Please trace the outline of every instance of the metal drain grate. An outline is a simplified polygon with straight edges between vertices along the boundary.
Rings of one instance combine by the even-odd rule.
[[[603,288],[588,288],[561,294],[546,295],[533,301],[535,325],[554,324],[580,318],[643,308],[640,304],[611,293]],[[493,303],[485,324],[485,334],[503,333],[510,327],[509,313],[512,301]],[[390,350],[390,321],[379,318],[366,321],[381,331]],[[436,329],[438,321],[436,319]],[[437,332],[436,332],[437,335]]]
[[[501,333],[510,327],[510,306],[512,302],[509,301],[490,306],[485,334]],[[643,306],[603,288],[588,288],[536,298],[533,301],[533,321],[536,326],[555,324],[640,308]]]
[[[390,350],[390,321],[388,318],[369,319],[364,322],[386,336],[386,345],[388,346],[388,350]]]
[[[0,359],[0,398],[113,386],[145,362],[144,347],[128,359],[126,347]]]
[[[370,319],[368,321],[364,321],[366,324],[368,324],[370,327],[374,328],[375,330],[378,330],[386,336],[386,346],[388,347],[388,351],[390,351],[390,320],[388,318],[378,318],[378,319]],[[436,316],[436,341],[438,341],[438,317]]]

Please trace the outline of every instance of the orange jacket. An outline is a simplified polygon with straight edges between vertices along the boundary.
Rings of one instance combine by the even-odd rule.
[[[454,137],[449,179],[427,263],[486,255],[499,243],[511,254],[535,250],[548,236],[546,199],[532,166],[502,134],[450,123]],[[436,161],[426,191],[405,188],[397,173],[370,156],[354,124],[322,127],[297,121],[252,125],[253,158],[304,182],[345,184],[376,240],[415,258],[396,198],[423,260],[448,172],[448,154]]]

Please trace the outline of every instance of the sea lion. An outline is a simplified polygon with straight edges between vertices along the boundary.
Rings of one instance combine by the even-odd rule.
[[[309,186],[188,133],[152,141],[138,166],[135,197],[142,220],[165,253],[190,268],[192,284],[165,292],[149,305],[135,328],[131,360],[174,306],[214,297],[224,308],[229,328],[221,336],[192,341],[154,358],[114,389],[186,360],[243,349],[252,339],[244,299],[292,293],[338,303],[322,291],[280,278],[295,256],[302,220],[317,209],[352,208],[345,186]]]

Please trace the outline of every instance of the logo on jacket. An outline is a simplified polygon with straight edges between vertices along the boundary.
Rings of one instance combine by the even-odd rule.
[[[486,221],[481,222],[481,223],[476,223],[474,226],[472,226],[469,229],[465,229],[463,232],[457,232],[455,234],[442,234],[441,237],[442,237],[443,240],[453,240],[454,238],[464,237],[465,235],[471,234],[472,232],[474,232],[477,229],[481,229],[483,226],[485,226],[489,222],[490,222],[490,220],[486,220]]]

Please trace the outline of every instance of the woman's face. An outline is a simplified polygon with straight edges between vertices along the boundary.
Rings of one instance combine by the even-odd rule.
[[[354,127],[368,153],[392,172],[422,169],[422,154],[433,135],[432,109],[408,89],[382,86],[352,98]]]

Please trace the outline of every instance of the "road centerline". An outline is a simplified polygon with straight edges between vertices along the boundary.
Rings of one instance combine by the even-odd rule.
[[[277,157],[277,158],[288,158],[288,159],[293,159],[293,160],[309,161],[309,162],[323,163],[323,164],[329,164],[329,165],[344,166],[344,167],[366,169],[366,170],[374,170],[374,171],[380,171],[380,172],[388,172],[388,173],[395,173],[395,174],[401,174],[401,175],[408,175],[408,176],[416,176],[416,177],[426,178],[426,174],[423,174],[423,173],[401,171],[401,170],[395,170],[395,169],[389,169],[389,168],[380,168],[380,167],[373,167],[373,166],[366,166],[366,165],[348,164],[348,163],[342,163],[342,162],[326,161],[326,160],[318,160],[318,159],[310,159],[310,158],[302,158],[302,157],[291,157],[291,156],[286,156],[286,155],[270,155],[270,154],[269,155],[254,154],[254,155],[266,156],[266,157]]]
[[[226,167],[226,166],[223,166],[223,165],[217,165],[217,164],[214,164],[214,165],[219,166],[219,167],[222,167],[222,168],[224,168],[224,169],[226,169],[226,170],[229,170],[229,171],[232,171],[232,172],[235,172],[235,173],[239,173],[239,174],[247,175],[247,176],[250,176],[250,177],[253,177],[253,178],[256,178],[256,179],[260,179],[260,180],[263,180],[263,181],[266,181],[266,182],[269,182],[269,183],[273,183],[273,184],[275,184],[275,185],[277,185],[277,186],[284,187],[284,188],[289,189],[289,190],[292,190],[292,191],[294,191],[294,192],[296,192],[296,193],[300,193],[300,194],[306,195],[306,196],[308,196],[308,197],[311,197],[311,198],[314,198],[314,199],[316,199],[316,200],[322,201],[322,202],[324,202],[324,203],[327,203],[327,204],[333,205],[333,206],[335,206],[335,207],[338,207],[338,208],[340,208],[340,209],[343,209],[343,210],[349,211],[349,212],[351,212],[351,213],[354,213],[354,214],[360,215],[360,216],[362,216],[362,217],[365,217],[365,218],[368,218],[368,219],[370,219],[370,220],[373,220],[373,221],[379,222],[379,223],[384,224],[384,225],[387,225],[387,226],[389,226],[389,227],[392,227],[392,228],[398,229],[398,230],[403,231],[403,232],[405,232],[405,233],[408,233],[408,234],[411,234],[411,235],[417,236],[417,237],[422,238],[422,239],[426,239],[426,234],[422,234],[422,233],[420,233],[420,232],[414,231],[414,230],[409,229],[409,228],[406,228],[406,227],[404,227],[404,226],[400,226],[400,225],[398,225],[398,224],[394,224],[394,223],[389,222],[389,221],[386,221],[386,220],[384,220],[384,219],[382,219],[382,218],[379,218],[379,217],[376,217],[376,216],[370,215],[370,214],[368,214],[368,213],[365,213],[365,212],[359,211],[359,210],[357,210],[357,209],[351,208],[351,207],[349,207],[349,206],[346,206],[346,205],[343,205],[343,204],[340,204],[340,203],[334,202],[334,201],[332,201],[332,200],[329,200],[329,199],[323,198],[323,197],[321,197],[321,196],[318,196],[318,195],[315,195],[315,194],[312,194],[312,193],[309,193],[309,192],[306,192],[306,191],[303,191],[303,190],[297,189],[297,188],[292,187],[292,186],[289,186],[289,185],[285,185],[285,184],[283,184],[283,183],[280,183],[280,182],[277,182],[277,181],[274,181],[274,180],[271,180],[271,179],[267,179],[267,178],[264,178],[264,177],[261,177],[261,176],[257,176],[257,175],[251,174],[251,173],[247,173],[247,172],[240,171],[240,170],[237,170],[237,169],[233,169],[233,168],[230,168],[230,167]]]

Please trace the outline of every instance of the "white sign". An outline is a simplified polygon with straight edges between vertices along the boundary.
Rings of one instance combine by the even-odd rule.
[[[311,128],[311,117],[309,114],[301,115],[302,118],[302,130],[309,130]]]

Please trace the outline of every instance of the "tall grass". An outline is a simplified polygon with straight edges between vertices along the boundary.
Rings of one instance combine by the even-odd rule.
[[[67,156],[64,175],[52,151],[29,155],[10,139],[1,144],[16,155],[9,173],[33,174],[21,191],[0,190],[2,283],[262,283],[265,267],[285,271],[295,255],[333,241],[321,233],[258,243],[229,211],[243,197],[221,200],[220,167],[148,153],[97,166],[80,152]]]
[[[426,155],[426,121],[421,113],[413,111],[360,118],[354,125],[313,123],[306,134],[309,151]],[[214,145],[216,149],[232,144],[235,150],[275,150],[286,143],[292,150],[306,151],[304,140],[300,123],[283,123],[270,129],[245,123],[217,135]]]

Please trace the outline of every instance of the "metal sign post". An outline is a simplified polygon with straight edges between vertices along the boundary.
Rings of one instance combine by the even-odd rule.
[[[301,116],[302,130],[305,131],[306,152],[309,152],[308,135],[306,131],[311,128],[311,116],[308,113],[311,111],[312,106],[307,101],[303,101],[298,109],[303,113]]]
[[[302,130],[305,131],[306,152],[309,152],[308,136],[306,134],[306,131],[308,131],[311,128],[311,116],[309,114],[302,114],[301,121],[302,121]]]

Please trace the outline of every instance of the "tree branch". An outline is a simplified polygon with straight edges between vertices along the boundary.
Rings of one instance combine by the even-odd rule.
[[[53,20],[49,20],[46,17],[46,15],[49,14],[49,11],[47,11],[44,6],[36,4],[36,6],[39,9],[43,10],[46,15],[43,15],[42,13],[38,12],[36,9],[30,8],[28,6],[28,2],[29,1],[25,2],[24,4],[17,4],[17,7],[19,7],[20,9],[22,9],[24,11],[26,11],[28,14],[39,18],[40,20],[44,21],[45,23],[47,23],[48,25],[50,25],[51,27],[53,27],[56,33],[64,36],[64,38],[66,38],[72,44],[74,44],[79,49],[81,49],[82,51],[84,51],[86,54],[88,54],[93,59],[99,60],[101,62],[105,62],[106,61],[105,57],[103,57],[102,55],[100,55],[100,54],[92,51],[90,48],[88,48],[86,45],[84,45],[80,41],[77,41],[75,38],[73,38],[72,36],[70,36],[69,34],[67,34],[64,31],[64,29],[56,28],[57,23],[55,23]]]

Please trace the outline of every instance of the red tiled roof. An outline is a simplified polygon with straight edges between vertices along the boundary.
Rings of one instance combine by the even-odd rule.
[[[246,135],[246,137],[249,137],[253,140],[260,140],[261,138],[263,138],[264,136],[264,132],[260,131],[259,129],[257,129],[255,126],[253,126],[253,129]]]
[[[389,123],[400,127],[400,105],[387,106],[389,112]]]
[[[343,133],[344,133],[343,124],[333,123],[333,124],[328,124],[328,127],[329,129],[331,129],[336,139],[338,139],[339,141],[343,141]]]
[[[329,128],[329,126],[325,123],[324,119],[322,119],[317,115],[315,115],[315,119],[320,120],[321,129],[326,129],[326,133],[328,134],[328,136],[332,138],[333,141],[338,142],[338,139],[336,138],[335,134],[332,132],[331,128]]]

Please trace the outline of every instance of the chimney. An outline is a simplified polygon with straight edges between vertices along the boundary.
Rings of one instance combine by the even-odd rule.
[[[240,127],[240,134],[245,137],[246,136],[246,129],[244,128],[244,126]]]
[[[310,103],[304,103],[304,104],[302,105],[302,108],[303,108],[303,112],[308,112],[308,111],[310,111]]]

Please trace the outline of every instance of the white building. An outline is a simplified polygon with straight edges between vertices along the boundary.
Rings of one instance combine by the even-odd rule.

- WHAT TO PRODUCE:
Looking through the data above, count the lines that include the string "sign" and give only the count.

- TASK OUTPUT:
2